Here is the task for the records below: repeat exactly the lines from the one with "Target: concentric ripple" to the one with "muskrat ear, each", both included, and nothing else.
##### Records provided #####
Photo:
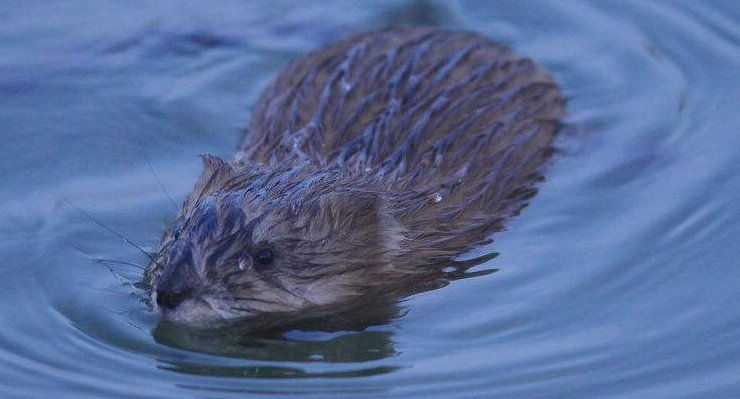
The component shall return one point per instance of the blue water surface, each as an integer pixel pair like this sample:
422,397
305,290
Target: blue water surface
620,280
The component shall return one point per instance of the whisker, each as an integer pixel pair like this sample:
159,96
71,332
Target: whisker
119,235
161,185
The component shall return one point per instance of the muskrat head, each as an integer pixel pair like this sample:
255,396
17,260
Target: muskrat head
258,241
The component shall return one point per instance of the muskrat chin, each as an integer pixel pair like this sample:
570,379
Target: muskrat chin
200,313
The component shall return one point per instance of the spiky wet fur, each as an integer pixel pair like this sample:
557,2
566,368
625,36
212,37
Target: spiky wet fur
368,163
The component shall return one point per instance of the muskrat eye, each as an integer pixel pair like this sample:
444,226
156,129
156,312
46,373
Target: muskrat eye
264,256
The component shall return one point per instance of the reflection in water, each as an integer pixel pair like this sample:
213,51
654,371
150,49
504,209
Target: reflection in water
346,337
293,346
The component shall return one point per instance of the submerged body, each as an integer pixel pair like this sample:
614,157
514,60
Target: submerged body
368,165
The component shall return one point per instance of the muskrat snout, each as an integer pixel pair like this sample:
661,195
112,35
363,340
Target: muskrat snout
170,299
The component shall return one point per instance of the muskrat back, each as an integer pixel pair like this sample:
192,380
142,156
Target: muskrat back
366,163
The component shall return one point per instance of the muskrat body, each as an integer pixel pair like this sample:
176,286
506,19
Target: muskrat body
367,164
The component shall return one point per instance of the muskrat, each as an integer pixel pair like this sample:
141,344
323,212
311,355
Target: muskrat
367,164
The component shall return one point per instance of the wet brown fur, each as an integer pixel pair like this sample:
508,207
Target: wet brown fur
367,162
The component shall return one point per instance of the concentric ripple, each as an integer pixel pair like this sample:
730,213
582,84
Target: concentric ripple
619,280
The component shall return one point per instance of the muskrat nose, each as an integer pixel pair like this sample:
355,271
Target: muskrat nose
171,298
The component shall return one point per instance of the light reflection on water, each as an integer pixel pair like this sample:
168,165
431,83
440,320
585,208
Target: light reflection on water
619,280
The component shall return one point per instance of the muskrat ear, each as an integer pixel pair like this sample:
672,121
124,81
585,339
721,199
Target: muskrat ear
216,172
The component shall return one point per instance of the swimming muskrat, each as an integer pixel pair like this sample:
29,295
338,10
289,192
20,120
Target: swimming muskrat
#####
> [Written answer]
Target: concentric ripple
619,280
The component shall return one point per instance of the muskrat nose, each as an integer pixel pair like this sample:
355,271
Target: muskrat nose
171,298
The component shall return one point per instance of the light reflection on water, each as an integer pixel pair like this sample:
168,165
431,83
440,320
585,208
Target: light reflection on water
619,280
The component shall return one point per instance of the muskrat ear, each as an integer pixel pair like this sample:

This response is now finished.